Each line of the listing that includes "image" should be reported.

::: Input records :::

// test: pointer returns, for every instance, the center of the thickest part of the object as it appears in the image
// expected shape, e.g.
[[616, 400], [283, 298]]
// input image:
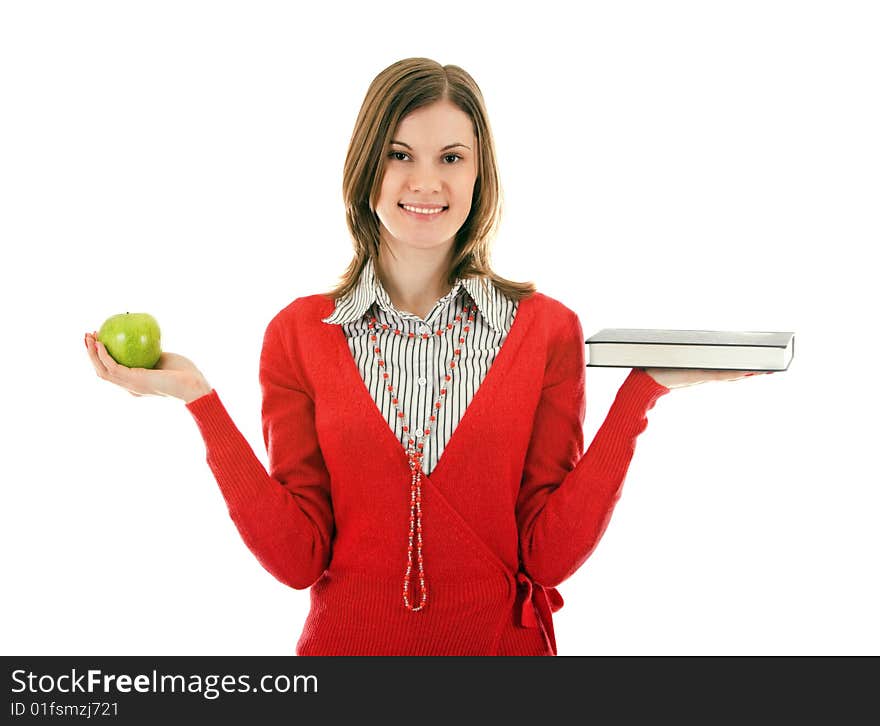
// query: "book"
[[711, 349]]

:::

▶ [Output for this exercise]
// test: pointer returns, for every instance, the center of the thickest part of the object as it appears in the image
// input image:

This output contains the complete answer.